**What you are asked to do**
Exclude all pictures, then copy each of the records exactly as written.

** Task input follows **

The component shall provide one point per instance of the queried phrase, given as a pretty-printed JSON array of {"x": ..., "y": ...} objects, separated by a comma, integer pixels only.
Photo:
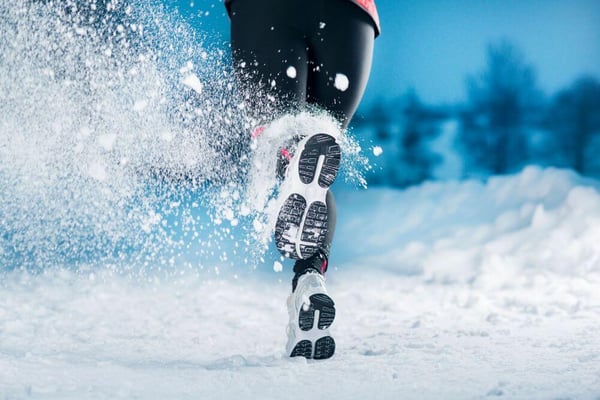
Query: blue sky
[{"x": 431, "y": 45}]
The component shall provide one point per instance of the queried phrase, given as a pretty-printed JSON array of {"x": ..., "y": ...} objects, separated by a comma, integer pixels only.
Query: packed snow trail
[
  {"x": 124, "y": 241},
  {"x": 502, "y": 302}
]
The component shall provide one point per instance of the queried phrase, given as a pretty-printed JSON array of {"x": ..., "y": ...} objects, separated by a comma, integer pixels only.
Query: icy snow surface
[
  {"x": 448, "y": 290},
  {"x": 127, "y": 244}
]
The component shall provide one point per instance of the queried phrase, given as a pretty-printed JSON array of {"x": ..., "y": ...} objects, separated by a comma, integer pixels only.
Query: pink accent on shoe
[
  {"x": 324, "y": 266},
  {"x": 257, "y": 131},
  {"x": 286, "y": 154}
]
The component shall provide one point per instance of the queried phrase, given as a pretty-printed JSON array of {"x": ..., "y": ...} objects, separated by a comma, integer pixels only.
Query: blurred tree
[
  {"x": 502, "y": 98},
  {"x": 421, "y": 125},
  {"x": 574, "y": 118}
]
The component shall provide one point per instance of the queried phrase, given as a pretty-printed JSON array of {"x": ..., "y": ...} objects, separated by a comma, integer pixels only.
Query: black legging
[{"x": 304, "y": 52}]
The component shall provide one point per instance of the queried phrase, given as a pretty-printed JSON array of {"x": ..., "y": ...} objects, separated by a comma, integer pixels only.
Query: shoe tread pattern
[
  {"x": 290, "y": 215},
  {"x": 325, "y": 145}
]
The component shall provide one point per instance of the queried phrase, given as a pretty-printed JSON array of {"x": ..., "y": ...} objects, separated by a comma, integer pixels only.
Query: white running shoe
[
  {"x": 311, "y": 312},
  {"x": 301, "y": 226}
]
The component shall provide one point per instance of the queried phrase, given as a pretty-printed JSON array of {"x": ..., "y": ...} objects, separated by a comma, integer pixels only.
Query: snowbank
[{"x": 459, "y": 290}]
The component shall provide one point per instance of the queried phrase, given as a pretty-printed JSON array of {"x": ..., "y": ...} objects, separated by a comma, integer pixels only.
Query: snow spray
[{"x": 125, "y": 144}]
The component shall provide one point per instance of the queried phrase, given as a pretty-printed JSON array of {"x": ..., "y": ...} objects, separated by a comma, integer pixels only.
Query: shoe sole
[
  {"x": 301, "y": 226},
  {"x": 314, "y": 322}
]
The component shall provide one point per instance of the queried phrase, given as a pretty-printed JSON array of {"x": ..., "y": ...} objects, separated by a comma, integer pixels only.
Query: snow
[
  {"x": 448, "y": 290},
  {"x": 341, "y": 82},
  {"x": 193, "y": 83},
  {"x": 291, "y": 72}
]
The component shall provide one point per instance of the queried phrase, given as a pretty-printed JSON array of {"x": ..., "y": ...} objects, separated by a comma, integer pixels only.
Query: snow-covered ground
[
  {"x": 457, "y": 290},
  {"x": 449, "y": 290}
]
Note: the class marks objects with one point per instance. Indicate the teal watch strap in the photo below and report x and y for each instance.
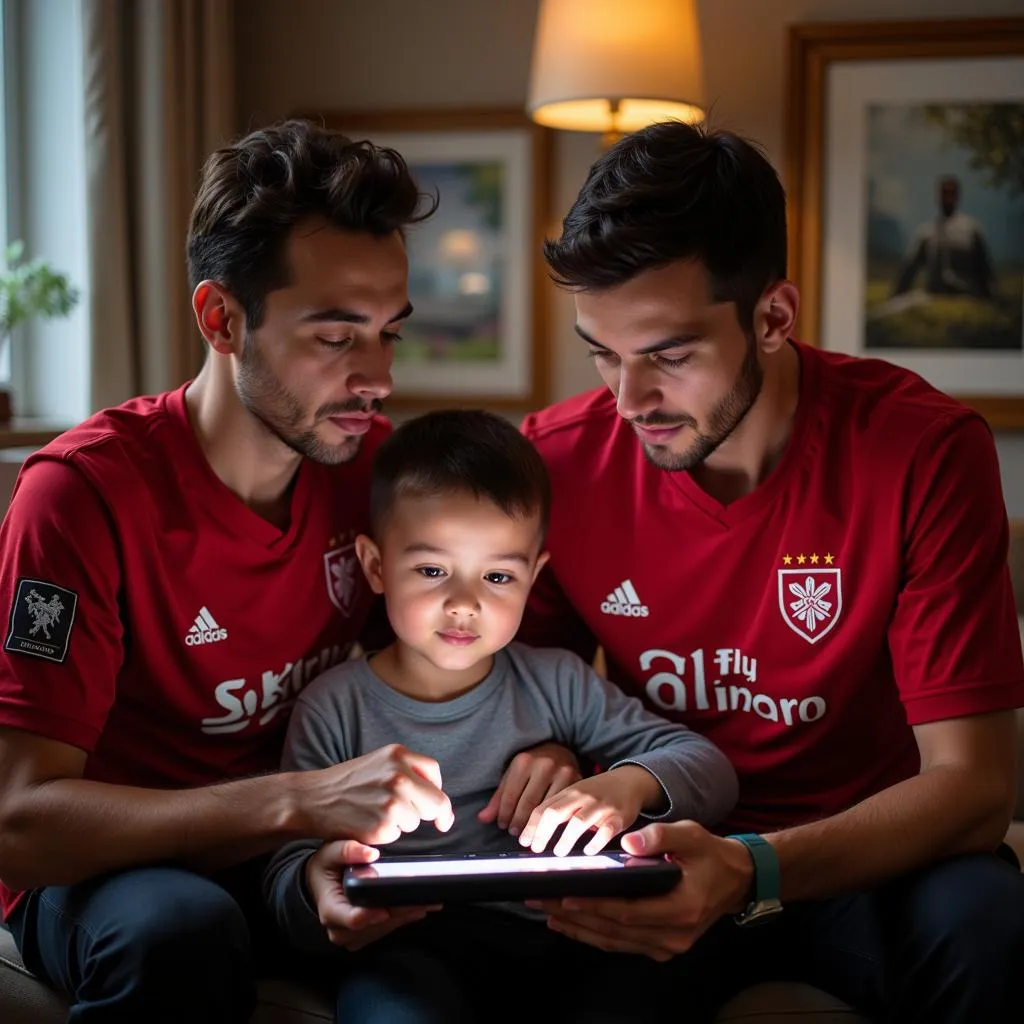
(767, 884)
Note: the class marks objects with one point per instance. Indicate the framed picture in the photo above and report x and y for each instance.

** End of Task input **

**Answer box**
The component shall provide one point per instance of the queried phrase, given as a pretty-printed JSON array of {"x": ..., "y": ...} objects, separated by a comma, integer pixels only.
Photo:
Query: blue sky
[{"x": 431, "y": 45}]
The component shall provide one point per instance of the queried phrase, given as a pretty-printed JSON array of {"x": ..., "y": ...} objects, separated by a comma, integer pixels only.
Query: packed snow trail
[
  {"x": 124, "y": 241},
  {"x": 502, "y": 302}
]
The component shall provide one point per instance of the queried phrase, given as a pretty-printed JSON array of {"x": ..., "y": ...} objects, separated by a comma, integer pixels only.
Query: icy snow surface
[
  {"x": 448, "y": 290},
  {"x": 127, "y": 244}
]
The component shall provide one point per instance of the queried phrase, given as a pretty-printed JSON array of {"x": ..., "y": ...} objects, separated by a comma, integer pixels only.
Query: pink accent on shoe
[
  {"x": 324, "y": 266},
  {"x": 257, "y": 131},
  {"x": 286, "y": 154}
]
The component shall provide one point per instance of the queried phrase, given as a pretty-printed JSON array of {"x": ..., "y": ...} objects, separated by a comma, integer pixels only.
Query: blurred tree
[
  {"x": 502, "y": 98},
  {"x": 421, "y": 125},
  {"x": 574, "y": 118}
]
The component shall provide one point per instance of the queried phrase, given as a pretty-printed JSON array of {"x": ..., "y": ...} objects, separated by a comma, integer pixels only.
Query: black legging
[{"x": 304, "y": 52}]
The component shall provide one point per instance of the queried phrase, given as a pretty-printed JSON array of {"x": ..., "y": ...} objects, separated by a comma, integer pixels only.
Query: shoe tread pattern
[
  {"x": 290, "y": 215},
  {"x": 325, "y": 145}
]
The component shall provide one point per instance of the queried phrase, given as a pretty-printed JSON array of {"x": ..., "y": ...} objects, separated by a comma, integer pixels only.
Query: white running shoe
[
  {"x": 311, "y": 312},
  {"x": 301, "y": 226}
]
The component shall provide one point per instance of the queried phrase, given as a pretty-printed JSON array of {"x": ..., "y": ...} objects, separated by a comma, integer pixels only.
Query: snowbank
[{"x": 459, "y": 290}]
The component shall provide one point per instance of the queried phrase, given as a pretty-printed JSON array of {"x": ..., "y": ...} objects, separated by a comma, integer pixels only.
Query: snow spray
[{"x": 125, "y": 144}]
The component shall provide one point per instance of the queried phrase, given as a pretty-printed JSON array of {"x": ..., "y": ...} objects, separated by a comma, integer pixels only.
Query: shoe sole
[
  {"x": 301, "y": 226},
  {"x": 314, "y": 322}
]
The component shall provide one point per instance of the queried phrase, given as a pretty-printed JSON array of {"x": ..., "y": ...} objects, separated by a comma, integer pixels only.
Query: snow
[
  {"x": 448, "y": 290},
  {"x": 341, "y": 82},
  {"x": 193, "y": 83},
  {"x": 291, "y": 72}
]
The component shall provide one point per instance of the queried phrase, given as a pretty-printed JSON array of {"x": ..., "y": ...} objects, separated by a comma, integer pixels only.
Query: snow-covered ground
[
  {"x": 457, "y": 290},
  {"x": 449, "y": 290}
]
Note: the class marks objects with one point per instance. Indicate the teal watch strap in the photo below and report x and y for each instance.
(767, 884)
Note: the class marks objects with one point per instance. Indicate the framed picture in the photo above and report x and y for each instance.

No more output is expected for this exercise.